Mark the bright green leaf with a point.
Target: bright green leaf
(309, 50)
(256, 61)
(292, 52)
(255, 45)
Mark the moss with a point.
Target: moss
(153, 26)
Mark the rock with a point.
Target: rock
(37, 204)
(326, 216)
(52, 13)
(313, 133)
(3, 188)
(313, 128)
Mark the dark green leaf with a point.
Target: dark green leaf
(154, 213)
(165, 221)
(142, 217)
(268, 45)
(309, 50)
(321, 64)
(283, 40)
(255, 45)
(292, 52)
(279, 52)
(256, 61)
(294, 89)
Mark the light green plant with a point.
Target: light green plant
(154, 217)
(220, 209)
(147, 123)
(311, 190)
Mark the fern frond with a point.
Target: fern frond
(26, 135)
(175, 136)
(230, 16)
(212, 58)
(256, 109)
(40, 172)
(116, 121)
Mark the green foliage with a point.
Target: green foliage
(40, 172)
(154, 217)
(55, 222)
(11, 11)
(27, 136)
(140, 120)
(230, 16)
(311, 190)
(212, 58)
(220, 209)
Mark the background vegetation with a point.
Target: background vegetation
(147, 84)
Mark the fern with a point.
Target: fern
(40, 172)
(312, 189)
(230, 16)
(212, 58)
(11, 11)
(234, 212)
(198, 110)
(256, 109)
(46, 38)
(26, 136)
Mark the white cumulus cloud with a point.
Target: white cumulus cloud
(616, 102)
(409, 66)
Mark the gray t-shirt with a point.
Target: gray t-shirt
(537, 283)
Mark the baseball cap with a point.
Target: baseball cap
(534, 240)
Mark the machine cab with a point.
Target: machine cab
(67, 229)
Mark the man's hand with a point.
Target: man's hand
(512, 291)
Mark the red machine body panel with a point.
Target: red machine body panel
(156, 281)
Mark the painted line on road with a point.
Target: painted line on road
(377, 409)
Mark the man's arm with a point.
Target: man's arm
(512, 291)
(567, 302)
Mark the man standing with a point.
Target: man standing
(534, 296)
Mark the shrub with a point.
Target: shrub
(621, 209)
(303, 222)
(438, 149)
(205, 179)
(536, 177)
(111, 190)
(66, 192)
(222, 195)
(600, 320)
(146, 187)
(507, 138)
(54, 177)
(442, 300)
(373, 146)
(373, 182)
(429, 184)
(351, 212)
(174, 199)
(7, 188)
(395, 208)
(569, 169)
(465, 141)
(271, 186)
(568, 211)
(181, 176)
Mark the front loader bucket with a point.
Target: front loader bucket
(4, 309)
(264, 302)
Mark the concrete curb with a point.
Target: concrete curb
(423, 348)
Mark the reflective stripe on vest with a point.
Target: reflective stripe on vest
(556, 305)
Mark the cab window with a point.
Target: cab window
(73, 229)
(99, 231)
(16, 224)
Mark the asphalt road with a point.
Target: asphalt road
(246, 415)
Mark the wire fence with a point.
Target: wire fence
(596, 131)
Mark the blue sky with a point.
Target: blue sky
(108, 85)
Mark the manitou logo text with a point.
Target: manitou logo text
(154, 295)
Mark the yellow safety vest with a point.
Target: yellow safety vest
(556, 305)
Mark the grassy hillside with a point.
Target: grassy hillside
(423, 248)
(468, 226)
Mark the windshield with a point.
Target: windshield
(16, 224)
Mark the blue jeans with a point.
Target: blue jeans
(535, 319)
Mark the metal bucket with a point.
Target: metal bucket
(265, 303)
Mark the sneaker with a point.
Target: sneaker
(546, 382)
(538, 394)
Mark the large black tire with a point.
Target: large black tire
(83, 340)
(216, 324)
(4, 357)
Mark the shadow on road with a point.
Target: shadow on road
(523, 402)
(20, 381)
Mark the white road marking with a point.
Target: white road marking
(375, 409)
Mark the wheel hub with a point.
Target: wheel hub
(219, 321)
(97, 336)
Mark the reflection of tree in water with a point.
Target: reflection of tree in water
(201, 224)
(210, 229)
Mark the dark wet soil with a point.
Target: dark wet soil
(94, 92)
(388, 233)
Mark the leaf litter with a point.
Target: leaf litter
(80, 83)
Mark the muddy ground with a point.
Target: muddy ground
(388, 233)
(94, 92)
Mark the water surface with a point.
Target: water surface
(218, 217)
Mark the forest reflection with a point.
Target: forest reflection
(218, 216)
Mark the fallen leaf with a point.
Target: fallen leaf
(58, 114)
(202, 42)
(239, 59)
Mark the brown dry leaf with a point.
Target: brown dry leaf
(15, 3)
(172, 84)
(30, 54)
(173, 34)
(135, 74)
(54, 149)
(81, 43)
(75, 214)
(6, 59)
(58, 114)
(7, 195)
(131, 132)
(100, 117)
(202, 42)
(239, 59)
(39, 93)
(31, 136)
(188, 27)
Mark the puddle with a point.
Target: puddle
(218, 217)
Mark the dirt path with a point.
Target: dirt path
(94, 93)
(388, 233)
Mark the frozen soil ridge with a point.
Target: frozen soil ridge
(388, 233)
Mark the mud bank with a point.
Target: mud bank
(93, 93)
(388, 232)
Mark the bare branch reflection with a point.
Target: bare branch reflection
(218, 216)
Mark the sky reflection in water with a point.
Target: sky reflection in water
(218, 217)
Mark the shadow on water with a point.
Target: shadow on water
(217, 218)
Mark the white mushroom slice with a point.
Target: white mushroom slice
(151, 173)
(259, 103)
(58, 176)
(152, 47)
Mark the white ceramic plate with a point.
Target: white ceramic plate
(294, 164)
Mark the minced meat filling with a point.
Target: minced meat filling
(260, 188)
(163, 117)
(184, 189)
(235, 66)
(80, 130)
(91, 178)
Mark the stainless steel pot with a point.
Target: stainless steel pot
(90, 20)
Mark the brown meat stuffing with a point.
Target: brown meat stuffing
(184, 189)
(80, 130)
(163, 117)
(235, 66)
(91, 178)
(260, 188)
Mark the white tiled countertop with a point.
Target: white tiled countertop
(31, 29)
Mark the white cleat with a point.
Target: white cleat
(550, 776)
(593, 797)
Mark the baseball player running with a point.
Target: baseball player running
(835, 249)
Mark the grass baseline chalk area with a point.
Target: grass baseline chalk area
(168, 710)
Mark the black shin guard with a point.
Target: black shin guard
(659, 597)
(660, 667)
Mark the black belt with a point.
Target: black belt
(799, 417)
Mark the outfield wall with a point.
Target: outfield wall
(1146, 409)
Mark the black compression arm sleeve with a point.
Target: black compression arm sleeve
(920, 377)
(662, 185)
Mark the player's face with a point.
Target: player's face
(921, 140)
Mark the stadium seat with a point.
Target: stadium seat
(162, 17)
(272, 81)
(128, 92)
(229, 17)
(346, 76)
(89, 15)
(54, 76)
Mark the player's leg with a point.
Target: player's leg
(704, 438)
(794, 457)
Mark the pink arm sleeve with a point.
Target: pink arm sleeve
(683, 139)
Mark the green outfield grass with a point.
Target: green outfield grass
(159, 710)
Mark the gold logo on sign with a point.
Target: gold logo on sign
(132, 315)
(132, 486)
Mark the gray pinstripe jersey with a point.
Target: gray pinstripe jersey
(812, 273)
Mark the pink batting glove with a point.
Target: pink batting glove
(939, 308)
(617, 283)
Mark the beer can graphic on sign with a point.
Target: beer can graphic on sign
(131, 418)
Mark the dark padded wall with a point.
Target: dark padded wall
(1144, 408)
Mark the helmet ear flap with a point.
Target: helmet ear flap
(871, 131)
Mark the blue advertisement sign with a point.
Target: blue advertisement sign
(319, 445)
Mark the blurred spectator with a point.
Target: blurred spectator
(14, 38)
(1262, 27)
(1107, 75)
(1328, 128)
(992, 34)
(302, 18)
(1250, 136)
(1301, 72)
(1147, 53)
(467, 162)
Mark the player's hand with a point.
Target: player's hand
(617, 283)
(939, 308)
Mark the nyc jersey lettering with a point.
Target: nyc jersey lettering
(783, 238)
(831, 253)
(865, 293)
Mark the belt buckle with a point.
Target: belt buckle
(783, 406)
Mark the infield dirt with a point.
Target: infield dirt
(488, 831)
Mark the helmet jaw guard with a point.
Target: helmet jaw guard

══════════════════════════════

● **What this task involves**:
Give exactly the lines from the one with "Mark the pink batting glove with a point." to the end of the entries, nothing before them.

● **Result below**:
Mark the pink batting glove with a point.
Target: pink batting glove
(939, 308)
(617, 283)
Mark the beer can graphic on sign with a point.
Target: beer can graphic on sign
(131, 418)
Mark the dark padded wall with a point.
Target: dark padded wall
(1144, 408)
Mark the helmet ear flap with a point.
Target: helmet ear flap
(871, 131)
Mark the blue advertisement sign with a point.
Target: blue advertisement sign
(319, 445)
Mark the blurred spectator with a point.
Target: blurred spectator
(14, 38)
(1262, 27)
(1107, 75)
(1328, 128)
(992, 34)
(302, 18)
(1250, 136)
(1301, 72)
(1147, 53)
(467, 162)
Mark the player's hand with a point.
Target: player's hand
(617, 283)
(939, 308)
Mark the nyc jersey lettering with a point.
Target: nyc jersey lettering
(783, 238)
(831, 253)
(865, 293)
Mark the belt buckle with a point.
Target: belt buckle
(783, 406)
Mark the infield dirt with a point.
Target: infield dirt
(488, 831)
Mark the helmet jaw guard with a point.
Target: helmet jaw guard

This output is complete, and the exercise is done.